(Pointing dataset excerpts)
+ + + + + + +
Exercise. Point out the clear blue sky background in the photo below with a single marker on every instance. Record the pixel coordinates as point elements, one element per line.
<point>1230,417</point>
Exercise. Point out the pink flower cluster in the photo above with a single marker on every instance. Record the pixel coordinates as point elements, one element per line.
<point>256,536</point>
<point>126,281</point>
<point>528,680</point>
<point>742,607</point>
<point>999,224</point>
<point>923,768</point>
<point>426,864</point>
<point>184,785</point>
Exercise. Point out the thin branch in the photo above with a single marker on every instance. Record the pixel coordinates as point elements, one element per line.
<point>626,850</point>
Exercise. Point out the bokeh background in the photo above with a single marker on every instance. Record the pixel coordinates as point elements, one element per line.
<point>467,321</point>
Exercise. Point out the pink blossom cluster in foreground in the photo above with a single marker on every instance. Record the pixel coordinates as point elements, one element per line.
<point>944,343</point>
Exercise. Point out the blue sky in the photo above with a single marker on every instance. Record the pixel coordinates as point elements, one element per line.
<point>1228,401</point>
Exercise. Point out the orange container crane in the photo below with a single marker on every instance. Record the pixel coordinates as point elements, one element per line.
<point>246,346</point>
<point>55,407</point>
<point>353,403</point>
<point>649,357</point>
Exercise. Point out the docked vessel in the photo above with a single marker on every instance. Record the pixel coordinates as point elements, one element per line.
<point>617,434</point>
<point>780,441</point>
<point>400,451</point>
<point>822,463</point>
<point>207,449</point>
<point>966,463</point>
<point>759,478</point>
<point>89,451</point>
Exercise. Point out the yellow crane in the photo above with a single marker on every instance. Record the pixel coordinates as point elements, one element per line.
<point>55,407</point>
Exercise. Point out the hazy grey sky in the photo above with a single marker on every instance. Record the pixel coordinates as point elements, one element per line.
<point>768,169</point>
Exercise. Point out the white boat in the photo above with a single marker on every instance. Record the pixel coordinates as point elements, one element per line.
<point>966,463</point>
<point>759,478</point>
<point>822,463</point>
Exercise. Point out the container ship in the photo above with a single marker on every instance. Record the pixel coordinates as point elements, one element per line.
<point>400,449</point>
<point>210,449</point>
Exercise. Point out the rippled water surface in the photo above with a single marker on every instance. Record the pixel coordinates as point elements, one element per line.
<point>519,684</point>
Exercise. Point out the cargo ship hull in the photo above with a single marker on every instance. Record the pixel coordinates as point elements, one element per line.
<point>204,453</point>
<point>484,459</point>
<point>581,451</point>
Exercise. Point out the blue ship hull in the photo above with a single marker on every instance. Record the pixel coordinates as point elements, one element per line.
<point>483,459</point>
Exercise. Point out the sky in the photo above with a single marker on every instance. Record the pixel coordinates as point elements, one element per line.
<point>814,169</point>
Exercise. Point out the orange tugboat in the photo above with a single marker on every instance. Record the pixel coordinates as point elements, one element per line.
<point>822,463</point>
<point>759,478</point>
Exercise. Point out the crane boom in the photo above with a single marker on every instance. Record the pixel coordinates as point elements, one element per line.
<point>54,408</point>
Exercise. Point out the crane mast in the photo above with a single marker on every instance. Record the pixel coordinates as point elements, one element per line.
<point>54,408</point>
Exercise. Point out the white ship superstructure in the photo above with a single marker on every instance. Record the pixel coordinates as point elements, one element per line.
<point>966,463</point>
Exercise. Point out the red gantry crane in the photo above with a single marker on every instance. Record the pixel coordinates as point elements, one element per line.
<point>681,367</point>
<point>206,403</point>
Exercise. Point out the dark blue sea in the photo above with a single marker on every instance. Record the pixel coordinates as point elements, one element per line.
+ + + + + + +
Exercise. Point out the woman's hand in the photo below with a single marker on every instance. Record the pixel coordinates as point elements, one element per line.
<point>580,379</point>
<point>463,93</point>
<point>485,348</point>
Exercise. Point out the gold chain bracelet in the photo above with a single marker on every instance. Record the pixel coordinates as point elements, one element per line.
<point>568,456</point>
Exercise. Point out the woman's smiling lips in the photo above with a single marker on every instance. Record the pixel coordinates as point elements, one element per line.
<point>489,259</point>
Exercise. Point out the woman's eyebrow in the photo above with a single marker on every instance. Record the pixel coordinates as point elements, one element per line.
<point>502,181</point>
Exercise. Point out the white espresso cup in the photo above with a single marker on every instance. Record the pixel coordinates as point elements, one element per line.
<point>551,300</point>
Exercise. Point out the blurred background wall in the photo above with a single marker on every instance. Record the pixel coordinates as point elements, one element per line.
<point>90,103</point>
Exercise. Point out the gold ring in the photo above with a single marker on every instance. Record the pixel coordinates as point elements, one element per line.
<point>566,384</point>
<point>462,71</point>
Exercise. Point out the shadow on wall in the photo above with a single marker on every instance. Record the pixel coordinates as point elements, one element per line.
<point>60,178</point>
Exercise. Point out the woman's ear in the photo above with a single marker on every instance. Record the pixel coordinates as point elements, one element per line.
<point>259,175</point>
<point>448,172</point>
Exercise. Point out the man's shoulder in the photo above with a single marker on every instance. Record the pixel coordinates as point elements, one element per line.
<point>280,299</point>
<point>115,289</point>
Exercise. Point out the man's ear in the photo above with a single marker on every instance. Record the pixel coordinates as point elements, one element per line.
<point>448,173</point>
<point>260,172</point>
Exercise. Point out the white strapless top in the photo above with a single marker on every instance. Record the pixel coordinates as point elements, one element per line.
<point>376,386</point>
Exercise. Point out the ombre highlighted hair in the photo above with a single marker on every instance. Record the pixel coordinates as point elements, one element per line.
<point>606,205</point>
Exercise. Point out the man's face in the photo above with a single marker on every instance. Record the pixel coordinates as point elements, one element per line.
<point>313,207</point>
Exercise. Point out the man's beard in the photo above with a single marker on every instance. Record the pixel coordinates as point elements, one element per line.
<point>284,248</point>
+ + + + + + +
WHAT IS NEEDED
Please copy out the lines of the records starting with the line that contains "Exercise. Point out the clear" and ending with the line that contains "<point>184,785</point>", keeping both of those lines.

THE REPLY
Exercise. Point out the clear blue sky background in the photo below with a single marker on every instance. Record the pixel coordinates as point elements, one element per line.
<point>1230,417</point>
Exercise. Point out the pink flower cluster in the photo above with a single marker on every instance. Record the pixel coordinates as point elements, one element per line.
<point>256,536</point>
<point>126,281</point>
<point>528,680</point>
<point>742,607</point>
<point>999,224</point>
<point>923,768</point>
<point>426,864</point>
<point>184,785</point>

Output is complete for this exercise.